### EXERCISE BRIEF:
Arrange every line of the records below as a Markdown table with the columns "No." and "Line", numbering the rows in order and leaving out any blank lines.

-- START OF SUPPLIED RECORDS --

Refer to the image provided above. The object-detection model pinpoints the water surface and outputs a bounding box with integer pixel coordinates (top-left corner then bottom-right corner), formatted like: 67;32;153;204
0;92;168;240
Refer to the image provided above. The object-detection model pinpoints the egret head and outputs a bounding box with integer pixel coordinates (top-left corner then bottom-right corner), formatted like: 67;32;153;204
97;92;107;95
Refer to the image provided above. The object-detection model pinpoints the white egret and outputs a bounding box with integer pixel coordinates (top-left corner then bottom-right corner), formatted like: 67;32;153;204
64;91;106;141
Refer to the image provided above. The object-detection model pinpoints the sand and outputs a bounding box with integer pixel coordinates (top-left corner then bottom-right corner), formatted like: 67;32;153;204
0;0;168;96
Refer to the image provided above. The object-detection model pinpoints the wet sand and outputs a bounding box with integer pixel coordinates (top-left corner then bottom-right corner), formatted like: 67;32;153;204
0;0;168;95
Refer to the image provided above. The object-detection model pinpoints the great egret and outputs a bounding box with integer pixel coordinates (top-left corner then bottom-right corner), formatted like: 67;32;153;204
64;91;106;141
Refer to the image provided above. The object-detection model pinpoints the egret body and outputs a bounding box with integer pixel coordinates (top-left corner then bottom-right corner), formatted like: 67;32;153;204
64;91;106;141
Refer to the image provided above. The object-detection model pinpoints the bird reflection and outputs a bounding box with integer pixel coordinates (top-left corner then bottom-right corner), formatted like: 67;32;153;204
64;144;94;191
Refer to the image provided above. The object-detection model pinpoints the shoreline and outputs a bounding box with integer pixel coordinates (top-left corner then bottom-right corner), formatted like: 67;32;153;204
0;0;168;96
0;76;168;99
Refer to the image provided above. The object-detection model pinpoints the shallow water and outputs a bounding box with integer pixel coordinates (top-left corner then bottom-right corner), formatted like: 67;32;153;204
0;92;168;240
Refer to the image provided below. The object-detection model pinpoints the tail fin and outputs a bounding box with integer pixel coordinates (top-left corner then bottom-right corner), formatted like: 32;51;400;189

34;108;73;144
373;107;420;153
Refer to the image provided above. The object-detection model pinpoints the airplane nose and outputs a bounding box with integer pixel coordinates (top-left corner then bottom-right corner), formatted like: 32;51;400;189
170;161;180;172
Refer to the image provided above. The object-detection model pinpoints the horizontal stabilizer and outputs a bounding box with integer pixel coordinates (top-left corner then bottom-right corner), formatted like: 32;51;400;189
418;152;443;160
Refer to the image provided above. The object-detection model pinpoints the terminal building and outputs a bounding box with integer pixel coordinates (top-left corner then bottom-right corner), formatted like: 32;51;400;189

-- END OF SUPPLIED RECORDS --

### FULL OUTPUT:
| No. | Line |
|---|---|
| 1 | Refer to the image provided above. The object-detection model pinpoints the water surface and outputs a bounding box with integer pixel coordinates (top-left corner then bottom-right corner), formatted like: 67;32;153;204 |
| 2 | 0;92;168;240 |
| 3 | Refer to the image provided above. The object-detection model pinpoints the egret head and outputs a bounding box with integer pixel coordinates (top-left corner then bottom-right corner), formatted like: 67;32;153;204 |
| 4 | 97;92;107;95 |
| 5 | Refer to the image provided above. The object-detection model pinpoints the white egret and outputs a bounding box with integer pixel coordinates (top-left corner then bottom-right corner), formatted like: 67;32;153;204 |
| 6 | 64;91;106;141 |
| 7 | Refer to the image provided above. The object-detection model pinpoints the sand and outputs a bounding box with integer pixel coordinates (top-left corner then bottom-right corner), formatted like: 67;32;153;204 |
| 8 | 0;0;168;96 |
| 9 | Refer to the image provided above. The object-detection model pinpoints the wet sand and outputs a bounding box with integer pixel coordinates (top-left corner then bottom-right corner), formatted like: 67;32;153;204 |
| 10 | 0;0;168;95 |
| 11 | Refer to the image provided above. The object-detection model pinpoints the great egret and outputs a bounding box with integer pixel coordinates (top-left corner then bottom-right corner), formatted like: 67;32;153;204 |
| 12 | 64;91;106;141 |
| 13 | Refer to the image provided above. The object-detection model pinpoints the egret body and outputs a bounding box with integer pixel coordinates (top-left corner then bottom-right corner), formatted like: 67;32;153;204 |
| 14 | 64;91;106;141 |
| 15 | Refer to the image provided above. The object-detection model pinpoints the bird reflection and outputs a bounding box with integer pixel coordinates (top-left corner then bottom-right corner), formatted like: 67;32;153;204 |
| 16 | 64;144;94;191 |
| 17 | Refer to the image provided above. The object-detection model pinpoints the shoreline and outputs a bounding box with integer pixel coordinates (top-left corner then bottom-right corner), formatted like: 67;32;153;204 |
| 18 | 0;0;168;96 |
| 19 | 0;76;168;99 |
| 20 | Refer to the image provided above. The object-detection model pinpoints the shallow water and outputs a bounding box with integer pixel coordinates (top-left corner then bottom-right corner), formatted like: 67;32;153;204 |
| 21 | 0;92;168;240 |
| 22 | Refer to the image provided below. The object-detection model pinpoints the tail fin and outputs a bounding box with integer pixel coordinates (top-left corner then bottom-right corner), formatted like: 32;51;400;189 |
| 23 | 34;108;73;144 |
| 24 | 373;107;420;153 |
| 25 | Refer to the image provided above. The object-detection model pinpoints the airplane nose and outputs a bounding box with integer pixel coordinates (top-left corner then bottom-right corner), formatted like: 32;51;400;189 |
| 26 | 170;161;180;172 |
| 27 | Refer to the image provided above. The object-detection model pinpoints the horizontal stabilizer and outputs a bounding box with integer pixel coordinates (top-left corner then bottom-right corner), formatted like: 32;51;400;189 |
| 28 | 418;152;443;160 |
| 29 | Refer to the image provided above. The object-detection model pinpoints the terminal building and outputs a bounding box with integer pixel coordinates (top-left corner then bottom-right corner), formatted like: 32;51;400;189 |